TRECHO DO DOCUMENTO:
....

Credibilidade, moeda em falta
Credibilidade é a moeda que está em falta na política econômica do governo de Jair Bolsonaro. O terremoto que atingiu o ministério comandado por Paulo Guedes, com a decisão de se lançar o programa Auxílio Brasil sem um lastro fiscal, foi o episódio mais recente de uma gestão marcada por desacertos, titubeios, recuos e incoerências. Na entrevista coletiva realizada ontem à tarde, a fim de esclarecer, entre outros pontos, que permanecia no cargo de ministro, Guedes não poderia ser mais eloquente ao relatar as contradições deste governo. “Não há nenhuma mudança no arcabouço fiscal. Poderia ter sido feito exatamente dentro das regras atuais, apenas dizendo: ‘preciso de licença para gastar mais R$ 30 bilhões, porque, em vez de R$ 300 milhões, que cabiam no teto, vão ser R$ 400 milhões. Só isso.” E prosseguiu: “Não estou preocupado com a coisa: foi extrateto ou levantamento do teto? O importante é o seguinte: é plenamente absorvível nas contas, as finanças seguem inabaladas.” Trocando em miúdos: o teto é, na verdade, um semi-teto. Ou um teto conversível. Ou um sem teto.
É imperiosa a necessidade de se implementar uma política pública social robusta, que atenda aos milhões de brasileiros em situação extremamente vulnerável, em razão dos efeitos econômicos da pandemia. Não há dúvida em relação a essa urgência nacional. O que se questiona são os meios utilizados para chegar a esse fim. Seria até possível reconhecer a imperiosa necessidade de se extrapolar o teto de gastos para socorrer uma legião de famílias afligidas pela miséria extrema. Ocorre que o estouro do limite de gasto está colocado sem se considerar outras compensações que podem contribuir para o equilíbrio orçamentário. Cite-se, como exemplo, as conhecidas “emendas do relator”, mecanismo engendrado no Legislativo para assegurar a liberação de recursos conforme os interesses de ocasião dos parlamentares. O dilema é elementar: em ano pré-eleitoral, um integrante do Congresso lutará por recursos para garantir a renovação do mandato, ou ajudará o governo federal a socorrer os miseráveis brasileiros, sem rosto e sem nome, que enfrentam enormes dificuldades para o simples ato de comer? São razões políticas, e não técnicas, que forçam o rompimento do teto de gastos e transformam em letra morta a austeridade fiscal prometida pelo ministro Paulo Guedes.

....

DADOS DE ORIGEM:
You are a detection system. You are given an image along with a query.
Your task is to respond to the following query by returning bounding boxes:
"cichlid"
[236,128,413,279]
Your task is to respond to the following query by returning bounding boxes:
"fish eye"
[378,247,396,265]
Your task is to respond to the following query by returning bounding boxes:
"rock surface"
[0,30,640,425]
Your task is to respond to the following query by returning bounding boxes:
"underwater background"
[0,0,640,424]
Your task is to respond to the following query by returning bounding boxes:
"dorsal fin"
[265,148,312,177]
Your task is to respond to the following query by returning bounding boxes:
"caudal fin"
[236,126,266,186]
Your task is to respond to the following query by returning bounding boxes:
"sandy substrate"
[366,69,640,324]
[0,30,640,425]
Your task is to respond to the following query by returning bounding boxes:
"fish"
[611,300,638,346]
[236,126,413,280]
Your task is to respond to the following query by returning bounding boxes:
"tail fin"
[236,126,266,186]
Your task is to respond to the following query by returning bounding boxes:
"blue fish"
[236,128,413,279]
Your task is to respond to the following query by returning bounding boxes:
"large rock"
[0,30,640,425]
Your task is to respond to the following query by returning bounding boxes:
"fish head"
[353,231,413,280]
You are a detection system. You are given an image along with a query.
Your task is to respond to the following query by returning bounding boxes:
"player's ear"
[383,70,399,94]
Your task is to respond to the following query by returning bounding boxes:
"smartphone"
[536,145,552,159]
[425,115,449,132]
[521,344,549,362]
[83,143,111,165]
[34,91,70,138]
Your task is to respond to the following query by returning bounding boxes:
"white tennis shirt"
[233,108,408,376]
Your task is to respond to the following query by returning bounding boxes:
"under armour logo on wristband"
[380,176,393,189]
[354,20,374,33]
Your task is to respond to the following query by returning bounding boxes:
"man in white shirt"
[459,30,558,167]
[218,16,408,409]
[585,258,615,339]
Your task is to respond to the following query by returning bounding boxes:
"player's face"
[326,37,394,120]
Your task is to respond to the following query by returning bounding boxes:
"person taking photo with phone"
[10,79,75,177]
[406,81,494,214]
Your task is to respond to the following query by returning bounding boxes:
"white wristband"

....

TAREFA A CUMPRIR:
Resuma em duas frases o texto sobre a credibilidade na política econômica do governo Bolsonaro.

RESPOSTA AO EXERCÍCIO:
Falta credibilidade à política econômica do governo de Jair Bolsonaro, e o lançamento do Auxílio Brasil sem lastro fiscal foi o episódio mais recente de uma gestão marcada por desacertos, titubeios, recuos e incoerências. Embora seja urgente uma política social robusta para os brasileiros em situação vulnerável por causa da pandemia, o teto de gastos é rompido sem outras compensações, como as emendas do relator, e por razões políticas, não técnicas.